TASK: Provide a verbatim copy of all the records below, leaving the images out.

Extracted records
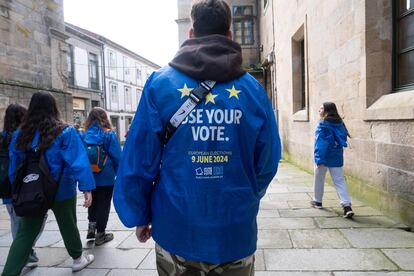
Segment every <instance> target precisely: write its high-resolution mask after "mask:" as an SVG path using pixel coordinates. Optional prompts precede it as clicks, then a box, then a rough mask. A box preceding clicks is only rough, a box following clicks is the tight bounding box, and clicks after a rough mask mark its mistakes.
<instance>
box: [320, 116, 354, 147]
mask: <svg viewBox="0 0 414 276" xmlns="http://www.w3.org/2000/svg"><path fill="white" fill-rule="evenodd" d="M320 126H321V127H326V128H328V129H329V130H331V132H332V135H333V139H334V141H332V142H336V143H337V144H338V145H340V146H341V147H347V146H348V144H347V142H346V140H347V132H346V129H345V127H344V123H343V122H342V121H332V120H321V121H320Z"/></svg>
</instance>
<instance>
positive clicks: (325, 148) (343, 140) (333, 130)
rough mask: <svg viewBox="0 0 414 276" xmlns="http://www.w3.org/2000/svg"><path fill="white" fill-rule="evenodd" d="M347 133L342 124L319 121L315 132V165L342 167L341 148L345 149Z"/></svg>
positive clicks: (342, 160) (326, 121)
mask: <svg viewBox="0 0 414 276" xmlns="http://www.w3.org/2000/svg"><path fill="white" fill-rule="evenodd" d="M346 140H347V131H346V129H345V126H344V124H343V122H332V121H328V120H321V121H320V122H319V124H318V126H317V127H316V131H315V146H314V159H315V163H316V165H325V166H326V167H342V166H343V165H344V152H343V148H344V147H347V142H346Z"/></svg>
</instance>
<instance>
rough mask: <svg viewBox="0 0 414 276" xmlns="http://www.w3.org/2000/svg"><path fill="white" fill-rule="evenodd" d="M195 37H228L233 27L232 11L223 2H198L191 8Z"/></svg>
mask: <svg viewBox="0 0 414 276" xmlns="http://www.w3.org/2000/svg"><path fill="white" fill-rule="evenodd" d="M191 21H192V25H193V30H194V35H195V36H196V37H202V36H206V35H212V34H219V35H227V33H228V32H229V31H230V26H231V10H230V7H229V5H228V4H227V3H226V2H224V1H223V0H198V1H194V3H193V5H192V6H191Z"/></svg>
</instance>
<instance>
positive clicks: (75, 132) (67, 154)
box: [60, 127, 95, 192]
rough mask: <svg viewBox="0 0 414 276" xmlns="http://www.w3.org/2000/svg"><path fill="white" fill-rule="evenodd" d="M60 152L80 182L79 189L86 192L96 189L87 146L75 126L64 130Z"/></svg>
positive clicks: (66, 162) (73, 175) (78, 183)
mask: <svg viewBox="0 0 414 276" xmlns="http://www.w3.org/2000/svg"><path fill="white" fill-rule="evenodd" d="M60 152H61V155H62V158H63V160H64V161H65V163H66V164H67V165H68V166H69V168H70V169H71V171H72V174H73V176H74V177H75V180H76V181H77V182H78V187H79V190H80V191H82V192H84V191H90V190H93V189H95V180H94V178H93V174H92V170H91V166H90V163H89V159H88V156H87V154H86V150H85V147H84V145H83V143H82V141H81V139H80V137H79V134H78V133H77V132H76V130H75V129H74V128H72V127H68V128H66V129H64V130H63V133H62V147H61V149H60Z"/></svg>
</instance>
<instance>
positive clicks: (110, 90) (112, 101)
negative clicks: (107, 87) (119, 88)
mask: <svg viewBox="0 0 414 276" xmlns="http://www.w3.org/2000/svg"><path fill="white" fill-rule="evenodd" d="M110 86H111V90H110V91H111V102H112V103H118V102H119V96H118V85H116V83H111V85H110Z"/></svg>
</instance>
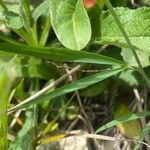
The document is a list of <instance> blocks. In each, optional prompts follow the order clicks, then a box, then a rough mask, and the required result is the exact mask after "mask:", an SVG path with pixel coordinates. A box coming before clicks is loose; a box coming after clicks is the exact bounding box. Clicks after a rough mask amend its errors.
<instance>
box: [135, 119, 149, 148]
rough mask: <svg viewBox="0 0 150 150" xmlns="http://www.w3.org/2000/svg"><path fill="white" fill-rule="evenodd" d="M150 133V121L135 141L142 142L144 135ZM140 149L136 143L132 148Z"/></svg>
mask: <svg viewBox="0 0 150 150" xmlns="http://www.w3.org/2000/svg"><path fill="white" fill-rule="evenodd" d="M149 133H150V121H148V123H147V124H146V126H145V127H144V129H143V130H142V132H141V134H140V137H139V138H138V139H137V140H138V141H143V140H144V138H145V136H146V135H149ZM139 147H140V143H137V144H136V145H135V147H134V150H138V149H139Z"/></svg>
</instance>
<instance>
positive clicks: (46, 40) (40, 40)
mask: <svg viewBox="0 0 150 150" xmlns="http://www.w3.org/2000/svg"><path fill="white" fill-rule="evenodd" d="M50 28H51V21H50V16H47V17H46V21H45V25H44V29H43V32H42V34H41V38H40V42H39V43H40V46H44V45H45V44H46V41H47V38H48V35H49V30H50Z"/></svg>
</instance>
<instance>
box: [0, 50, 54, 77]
mask: <svg viewBox="0 0 150 150" xmlns="http://www.w3.org/2000/svg"><path fill="white" fill-rule="evenodd" d="M12 60H13V61H12ZM10 63H11V65H12V66H13V67H14V68H15V72H16V75H17V77H30V78H35V77H36V78H42V79H49V78H52V77H54V72H53V74H52V73H51V68H50V66H48V65H47V64H46V63H44V61H42V60H41V59H37V58H34V57H23V56H15V55H14V54H10V53H6V52H5V53H3V52H0V71H3V70H5V69H6V68H7V66H9V64H10Z"/></svg>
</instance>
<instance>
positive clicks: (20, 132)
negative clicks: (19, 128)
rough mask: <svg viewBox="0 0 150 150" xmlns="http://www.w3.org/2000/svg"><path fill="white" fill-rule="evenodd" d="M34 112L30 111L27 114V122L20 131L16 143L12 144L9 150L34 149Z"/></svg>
mask: <svg viewBox="0 0 150 150" xmlns="http://www.w3.org/2000/svg"><path fill="white" fill-rule="evenodd" d="M34 128H35V126H34V112H33V110H32V109H29V110H28V111H27V112H26V121H25V123H24V126H23V128H22V129H21V130H20V131H19V133H18V135H17V137H16V139H15V141H13V142H12V143H11V144H10V147H9V150H14V149H16V150H30V149H33V148H34V146H33V145H34V144H33V141H34V136H35V135H34Z"/></svg>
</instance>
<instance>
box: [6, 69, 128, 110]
mask: <svg viewBox="0 0 150 150" xmlns="http://www.w3.org/2000/svg"><path fill="white" fill-rule="evenodd" d="M124 69H126V68H116V69H111V70H105V71H102V72H100V73H97V74H93V75H91V76H88V77H85V78H82V79H80V80H77V81H74V82H73V83H71V84H68V85H65V86H63V87H61V88H58V89H56V90H54V91H53V92H50V93H49V94H46V95H43V96H41V97H38V98H36V99H33V100H31V101H28V100H27V101H23V102H22V103H20V104H19V105H16V106H15V107H13V108H11V109H9V112H12V111H16V110H18V109H21V108H24V107H28V106H30V105H33V104H37V103H39V102H43V101H44V100H50V99H52V98H55V97H58V96H61V95H63V94H67V93H70V92H73V91H76V90H79V89H82V88H86V87H87V86H90V85H92V84H95V83H97V82H100V81H103V80H105V79H107V78H109V77H111V76H113V75H115V74H117V73H119V72H121V71H123V70H124Z"/></svg>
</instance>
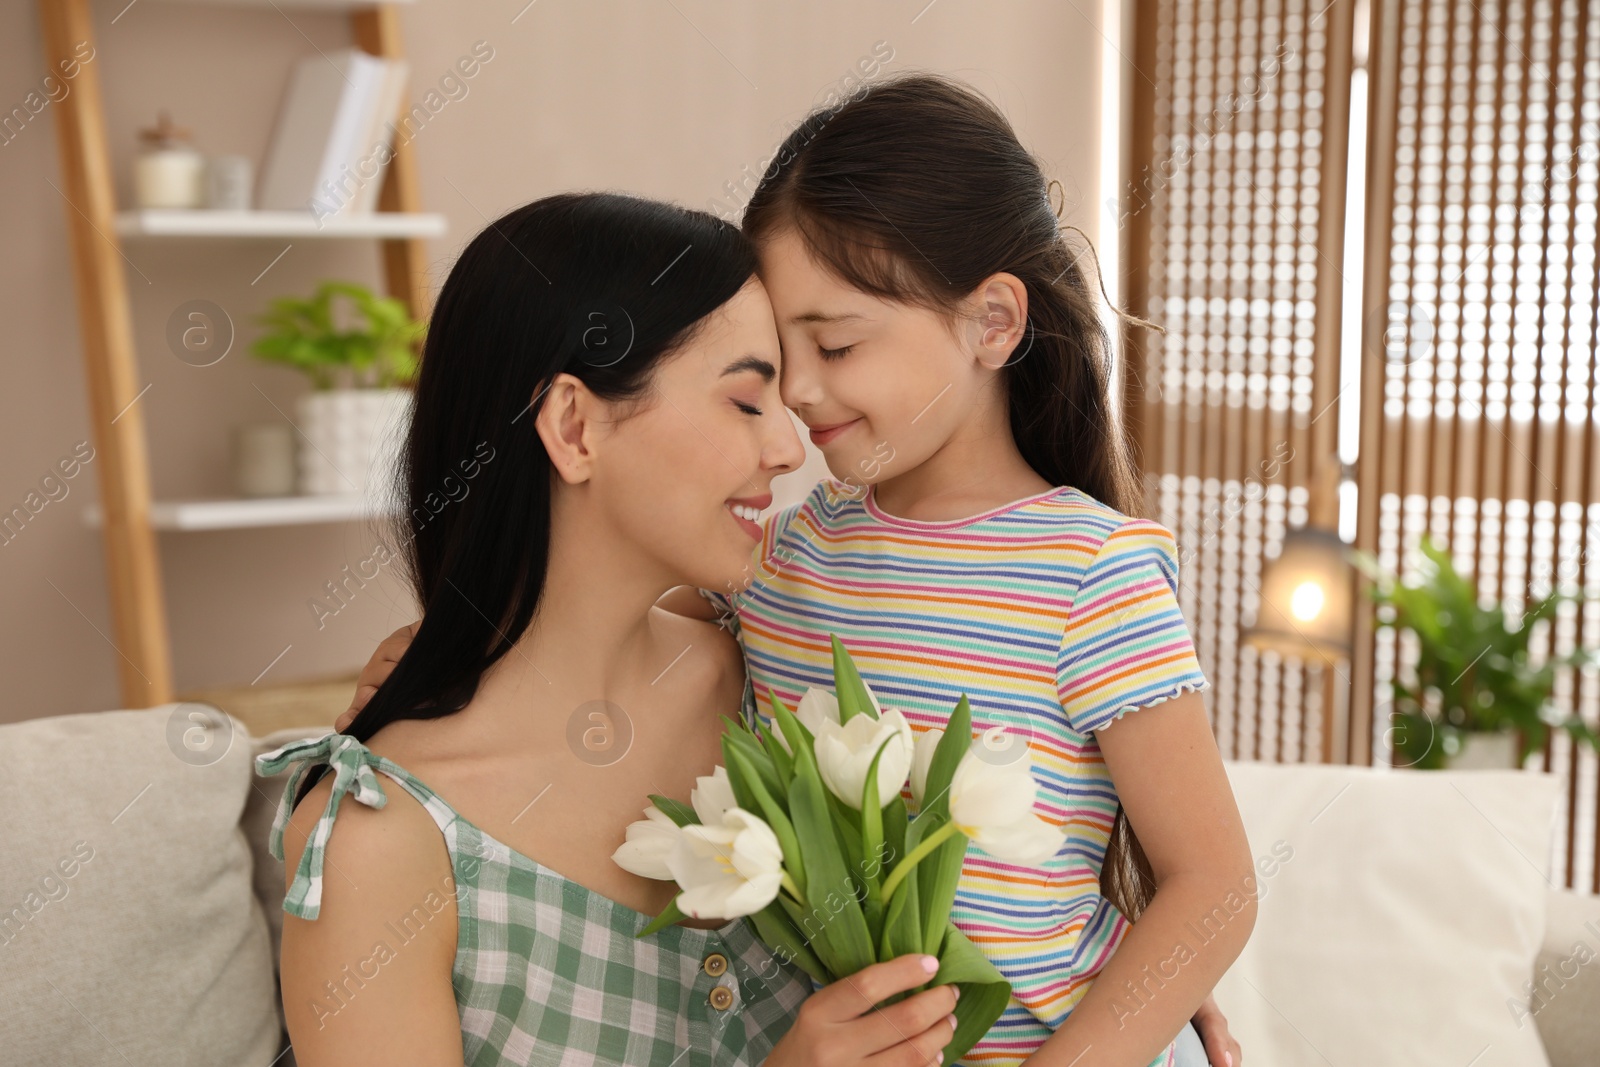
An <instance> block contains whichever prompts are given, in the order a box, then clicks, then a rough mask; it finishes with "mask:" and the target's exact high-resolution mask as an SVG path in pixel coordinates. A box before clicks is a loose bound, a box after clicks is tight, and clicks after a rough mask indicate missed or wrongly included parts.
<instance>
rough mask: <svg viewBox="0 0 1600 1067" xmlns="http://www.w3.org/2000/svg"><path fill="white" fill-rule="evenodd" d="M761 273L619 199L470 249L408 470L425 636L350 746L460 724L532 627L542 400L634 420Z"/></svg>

COMPLETED TASK:
Segment every <instance> target precisely: write its high-resolution mask after "mask:" as an SVG path using pixel coordinates. Optional prompts precede it as clicks, then a box, then a rough mask. A box preceding clicks is only rough, a box following clicks is the tight bounding box, and clicks after a rough mask mark its mistakes.
<instance>
box: [320, 116, 354, 147]
mask: <svg viewBox="0 0 414 276" xmlns="http://www.w3.org/2000/svg"><path fill="white" fill-rule="evenodd" d="M320 126H321V127H326V128H328V129H329V130H331V132H332V135H333V139H334V141H332V142H336V143H337V144H338V145H340V146H341V147H347V146H348V144H347V142H346V140H347V132H346V129H345V127H344V123H343V122H342V121H332V120H321V121H320Z"/></svg>
</instance>
<instance>
positive clicks: (325, 148) (343, 140) (333, 130)
rough mask: <svg viewBox="0 0 414 276" xmlns="http://www.w3.org/2000/svg"><path fill="white" fill-rule="evenodd" d="M347 133L342 124L319 121L315 132V165L342 167L341 148L345 149Z"/></svg>
positive clicks: (342, 160) (326, 121)
mask: <svg viewBox="0 0 414 276" xmlns="http://www.w3.org/2000/svg"><path fill="white" fill-rule="evenodd" d="M346 140H347V131H346V129H345V126H344V124H343V122H332V121H328V120H321V121H320V122H319V124H318V126H317V127H316V131H315V146H314V159H315V163H316V165H325V166H326V167H342V166H343V165H344V152H343V148H344V147H347V142H346Z"/></svg>
</instance>
<instance>
rough mask: <svg viewBox="0 0 414 276" xmlns="http://www.w3.org/2000/svg"><path fill="white" fill-rule="evenodd" d="M195 37H228L233 27L232 11L223 2H198L191 8Z"/></svg>
mask: <svg viewBox="0 0 414 276" xmlns="http://www.w3.org/2000/svg"><path fill="white" fill-rule="evenodd" d="M191 21H192V25H193V30H194V35H195V36H196V37H202V36H206V35H212V34H219V35H227V33H228V32H229V31H230V26H231V10H230V7H229V5H228V4H227V3H226V2H224V1H223V0H198V1H194V3H193V5H192V6H191Z"/></svg>
</instance>
<instance>
positive clicks: (75, 132) (67, 154)
box: [60, 127, 95, 192]
rough mask: <svg viewBox="0 0 414 276" xmlns="http://www.w3.org/2000/svg"><path fill="white" fill-rule="evenodd" d="M60 152L80 182L79 189L86 192L96 189L87 146L75 126L64 130Z"/></svg>
positive clicks: (66, 162) (73, 175) (78, 183)
mask: <svg viewBox="0 0 414 276" xmlns="http://www.w3.org/2000/svg"><path fill="white" fill-rule="evenodd" d="M60 152H61V155H62V158H63V160H64V161H65V163H66V164H67V165H68V166H69V168H70V169H71V171H72V174H73V176H74V177H75V180H76V181H77V182H78V187H79V190H80V191H82V192H84V191H90V190H93V189H95V180H94V178H93V174H92V170H91V166H90V163H89V159H88V156H87V154H86V150H85V147H84V145H83V143H82V141H81V139H80V137H79V134H78V133H77V132H76V130H75V129H74V128H72V127H68V128H66V129H64V130H63V133H62V147H61V149H60Z"/></svg>
</instance>
<instance>
positive clicks: (110, 90) (112, 101)
negative clicks: (107, 87) (119, 88)
mask: <svg viewBox="0 0 414 276" xmlns="http://www.w3.org/2000/svg"><path fill="white" fill-rule="evenodd" d="M110 86H111V90H110V91H111V102H112V103H118V102H119V96H118V85H116V83H111V85H110Z"/></svg>
</instance>
The document is a list of <instance> blocks. In each, optional prompts follow the order clicks, then a box, then a rough mask, and the required result is the exact mask after "mask:", an SVG path with pixel coordinates. A box coming before clicks is loose; a box coming after clicks is the exact bounding box. Clicks after a rough mask amend its errors.
<instance>
box: [135, 119, 149, 148]
rough mask: <svg viewBox="0 0 150 150" xmlns="http://www.w3.org/2000/svg"><path fill="white" fill-rule="evenodd" d="M150 133V121L135 141L142 142L144 135ZM140 149L136 143L132 148Z"/></svg>
mask: <svg viewBox="0 0 150 150" xmlns="http://www.w3.org/2000/svg"><path fill="white" fill-rule="evenodd" d="M149 133H150V121H148V123H147V124H146V126H145V127H144V129H143V130H142V132H141V134H140V137H139V138H138V139H137V140H138V141H143V140H144V138H145V136H146V135H149ZM139 147H140V143H137V144H136V145H135V147H134V150H138V149H139Z"/></svg>
</instance>
<instance>
positive clicks: (46, 40) (40, 40)
mask: <svg viewBox="0 0 150 150" xmlns="http://www.w3.org/2000/svg"><path fill="white" fill-rule="evenodd" d="M50 28H51V21H50V16H47V17H46V21H45V25H44V29H43V32H42V34H41V38H40V42H39V43H40V46H44V45H45V44H46V41H47V38H48V35H49V30H50Z"/></svg>
</instance>
<instance>
box: [0, 50, 54, 77]
mask: <svg viewBox="0 0 150 150" xmlns="http://www.w3.org/2000/svg"><path fill="white" fill-rule="evenodd" d="M12 60H13V61H12ZM10 63H11V65H12V66H13V67H14V68H15V72H16V75H17V77H30V78H35V77H36V78H42V79H49V78H52V77H54V72H53V74H52V73H51V68H50V66H48V65H47V64H46V63H44V61H42V60H41V59H37V58H34V57H23V56H15V55H14V54H10V53H6V52H5V53H3V52H0V71H3V70H5V69H6V68H7V66H9V64H10Z"/></svg>
</instance>
<instance>
positive clicks: (20, 132)
negative clicks: (19, 128)
rough mask: <svg viewBox="0 0 150 150" xmlns="http://www.w3.org/2000/svg"><path fill="white" fill-rule="evenodd" d="M34 112L30 111L27 114V122L20 131L16 143L12 144L9 150L34 149Z"/></svg>
mask: <svg viewBox="0 0 150 150" xmlns="http://www.w3.org/2000/svg"><path fill="white" fill-rule="evenodd" d="M34 128H35V126H34V112H33V110H32V109H29V110H28V111H27V112H26V121H25V123H24V126H23V128H22V129H21V130H20V131H19V133H18V135H17V137H16V139H15V141H13V142H12V143H11V144H10V147H9V150H14V149H16V150H30V149H33V148H34V146H33V145H34V144H33V141H34V136H35V135H34Z"/></svg>
</instance>
<instance>
box: [6, 69, 128, 110]
mask: <svg viewBox="0 0 150 150" xmlns="http://www.w3.org/2000/svg"><path fill="white" fill-rule="evenodd" d="M124 69H126V68H116V69H111V70H105V71H102V72H100V73H97V74H93V75H91V76H88V77H85V78H82V79H80V80H77V81H74V82H73V83H71V84H68V85H65V86H63V87H61V88H58V89H56V90H54V91H53V92H50V93H49V94H46V95H43V96H41V97H38V98H36V99H33V100H31V101H28V100H27V101H23V102H22V103H20V104H19V105H16V106H15V107H13V108H11V109H9V112H12V111H16V110H18V109H21V108H24V107H28V106H30V105H33V104H37V103H39V102H43V101H44V100H50V99H52V98H55V97H58V96H61V95H63V94H67V93H70V92H73V91H76V90H79V89H82V88H86V87H87V86H90V85H92V84H95V83H97V82H100V81H103V80H105V79H107V78H109V77H111V76H113V75H115V74H117V73H119V72H121V71H123V70H124Z"/></svg>
</instance>
An <instance> block contains whichever prompts are given, in the order a box, then clicks, then a rough mask; it finishes with "mask:" and the target's exact high-resolution mask as an SVG path in pixel coordinates. A box before clicks is a loose bound, a box after clicks is tight, and clicks after a rough mask indicate missed or wrongly included parts.
<instance>
rough mask: <svg viewBox="0 0 1600 1067" xmlns="http://www.w3.org/2000/svg"><path fill="white" fill-rule="evenodd" d="M761 273L619 199L470 249L408 470L425 636L350 746L460 724L532 627L542 400L634 420Z"/></svg>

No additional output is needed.